• **Records provided**
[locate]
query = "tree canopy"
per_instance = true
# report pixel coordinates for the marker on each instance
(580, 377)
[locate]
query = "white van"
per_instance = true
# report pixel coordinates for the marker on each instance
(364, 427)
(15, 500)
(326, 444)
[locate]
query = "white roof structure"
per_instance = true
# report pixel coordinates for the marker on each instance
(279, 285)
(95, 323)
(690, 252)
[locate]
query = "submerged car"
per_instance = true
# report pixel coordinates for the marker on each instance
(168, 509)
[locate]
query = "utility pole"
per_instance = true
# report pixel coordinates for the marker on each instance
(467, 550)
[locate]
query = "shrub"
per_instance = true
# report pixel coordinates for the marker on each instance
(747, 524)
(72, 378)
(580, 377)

• **Problem details**
Reproduce every line of the records above verbatim, from the first line through the last, without altering, omitting, or reordering anything.

• **Result**
[locate]
query = "tree canopy"
per_instance = true
# report pixel coordinates for the marker on each instance
(580, 377)
[locate]
query = "white van"
per_instance = true
# report pixel coordinates for the marker on each instance
(364, 427)
(15, 500)
(326, 444)
[locate]
query = "white roof structure"
per_instance = true
# report pixel coordinates for the marker on each instance
(279, 285)
(95, 323)
(690, 252)
[locate]
query = "submerged car"
per_instance = true
# report pixel coordinates for the marker on each instance
(168, 509)
[locate]
query = "utility pole"
per_instance = true
# report pixel coordinates for the marker on each instance
(467, 550)
[locate]
query = "shrub"
per_instance = true
# report pixel coordinates for the marker on each instance
(747, 524)
(72, 378)
(580, 377)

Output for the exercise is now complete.